Problems to solve ::
1: List every person named in the doll blog post.
2: Output as a JSON list of strings everything in the stored records from the line containing "Rules: pick out each instance of the dark" down through the end of the records, one string per line, with blank lines left out.

Text section ::
--------------------------------------------------
Welcome to My Red Cape. Long ago in another time my husband Jack and I lived in a little old red house. It was the stuff of dreams to us for the few years that we were there. I live there still a number of hours every day in imagination, with old dolls and paintings and fabrics and feather trees. I draw inspiration and happiness from the memories of that space in time and share some of it here with friends who remember how to step with Alice through the looking glass and take delight in whimsies and antiquities. ~Edyth O’Neill

Thursday, April 29, 2010


My favorite doll museum, was always the Merritt museum in PA. From the dispersal auctions a little while back, I have 3 of my favorite dolls from that museum. I have seen several other large collections, including the Strong and Sturbridge and one long ago on Cape Cod, as well as one at the Wenham in MA. But Jack drove me to enjoy the Merritt over and over. There I met Marjorie Darrah and her daughter Marjorie Ann Yocum, Mary Merritt's Granddaughter. Marjorie Ann was the doll restorer for the museum, and often visited with me in the doll museum shop. So when Jack was able to read the signature on my newly acquired reproduction head, it was like she was coming home to me. The doll maker is Marjorie A Yocum, with a date of 1991. I do not buy reproduction dolls on purpose, but this one snuck in under the radar, the form was so great, I felt it might be a repainted old head, until I actually had it in my hands.
--------------------------------------------------
(Stored records)
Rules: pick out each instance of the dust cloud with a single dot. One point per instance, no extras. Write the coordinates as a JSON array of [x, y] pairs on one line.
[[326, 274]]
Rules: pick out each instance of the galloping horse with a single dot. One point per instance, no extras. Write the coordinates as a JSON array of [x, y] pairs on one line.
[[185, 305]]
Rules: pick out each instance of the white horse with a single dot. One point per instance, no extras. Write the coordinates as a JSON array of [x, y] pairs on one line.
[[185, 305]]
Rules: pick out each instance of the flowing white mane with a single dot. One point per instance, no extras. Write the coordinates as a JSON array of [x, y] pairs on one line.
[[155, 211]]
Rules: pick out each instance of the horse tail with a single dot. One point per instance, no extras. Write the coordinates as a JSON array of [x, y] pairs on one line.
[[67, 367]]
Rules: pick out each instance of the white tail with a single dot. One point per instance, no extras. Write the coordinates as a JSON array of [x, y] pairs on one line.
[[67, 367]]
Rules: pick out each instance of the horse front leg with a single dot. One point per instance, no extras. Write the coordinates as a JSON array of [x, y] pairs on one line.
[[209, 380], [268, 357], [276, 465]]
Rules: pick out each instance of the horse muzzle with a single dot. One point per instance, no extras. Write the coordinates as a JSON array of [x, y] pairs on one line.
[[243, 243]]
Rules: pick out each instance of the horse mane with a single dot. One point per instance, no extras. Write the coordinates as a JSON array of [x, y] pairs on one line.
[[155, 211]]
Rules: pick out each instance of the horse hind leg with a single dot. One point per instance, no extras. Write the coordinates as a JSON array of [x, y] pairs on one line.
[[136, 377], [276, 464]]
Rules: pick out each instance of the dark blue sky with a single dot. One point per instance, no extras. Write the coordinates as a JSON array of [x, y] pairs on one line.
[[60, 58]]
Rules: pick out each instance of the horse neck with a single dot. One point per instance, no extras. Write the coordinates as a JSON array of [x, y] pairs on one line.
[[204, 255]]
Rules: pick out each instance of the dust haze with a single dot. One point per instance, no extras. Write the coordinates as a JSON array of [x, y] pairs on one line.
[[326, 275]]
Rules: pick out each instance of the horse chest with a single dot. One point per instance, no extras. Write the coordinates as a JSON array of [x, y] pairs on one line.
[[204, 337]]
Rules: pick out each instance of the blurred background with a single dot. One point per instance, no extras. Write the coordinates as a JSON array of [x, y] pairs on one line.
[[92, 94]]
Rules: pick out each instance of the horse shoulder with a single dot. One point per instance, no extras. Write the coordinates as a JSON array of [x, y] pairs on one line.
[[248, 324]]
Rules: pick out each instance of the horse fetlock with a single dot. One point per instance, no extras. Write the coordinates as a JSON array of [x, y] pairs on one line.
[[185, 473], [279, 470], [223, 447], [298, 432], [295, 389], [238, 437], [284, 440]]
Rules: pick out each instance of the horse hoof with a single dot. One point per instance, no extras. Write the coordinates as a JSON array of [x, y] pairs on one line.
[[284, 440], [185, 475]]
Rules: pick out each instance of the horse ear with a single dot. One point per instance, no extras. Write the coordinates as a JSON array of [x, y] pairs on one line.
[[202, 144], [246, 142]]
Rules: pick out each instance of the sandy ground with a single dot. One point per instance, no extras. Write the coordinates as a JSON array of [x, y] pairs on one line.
--------------------------------------------------
Expected answers ::
1:
- Edyth O'Neill
- Jack
- Marjorie Darrah
- Marjorie Ann Yocum
- Mary Merritt

2:
[
  "Rules: pick out each instance of the dark blue sky with a single dot. One point per instance, no extras. Write the coordinates as a JSON array of [x, y] pairs on one line.",
  "[[60, 58]]",
  "Rules: pick out each instance of the horse neck with a single dot. One point per instance, no extras. Write the coordinates as a JSON array of [x, y] pairs on one line.",
  "[[204, 255]]",
  "Rules: pick out each instance of the dust haze with a single dot. One point per instance, no extras. Write the coordinates as a JSON array of [x, y] pairs on one line.",
  "[[326, 275]]",
  "Rules: pick out each instance of the horse chest with a single dot. One point per instance, no extras. Write the coordinates as a JSON array of [x, y] pairs on one line.",
  "[[204, 337]]",
  "Rules: pick out each instance of the blurred background with a single dot. One point per instance, no extras. Write the coordinates as a JSON array of [x, y] pairs on one line.",
  "[[92, 94]]",
  "Rules: pick out each instance of the horse shoulder with a single dot. One point per instance, no extras. Write the coordinates as a JSON array of [x, y] pairs on one line.",
  "[[248, 324]]",
  "Rules: pick out each instance of the horse fetlock with a single dot. One point per instance, no extras. Write the coordinates as a JSON array of [x, y] pairs on one line.",
  "[[185, 473], [279, 470], [223, 447], [298, 432], [295, 389], [238, 437], [284, 440]]",
  "Rules: pick out each instance of the horse hoof with a single dot. One point per instance, no extras. Write the coordinates as a JSON array of [x, y] pairs on one line.",
  "[[284, 440], [185, 475]]",
  "Rules: pick out each instance of the horse ear with a single dot. One point per instance, no extras. Write the coordinates as a JSON array of [x, y] pairs on one line.",
  "[[202, 144], [246, 142]]",
  "Rules: pick out each instance of the sandy ground with a single dot. One point per instance, no extras. Write the coordinates as a JSON array of [x, y] pairs on one line."
]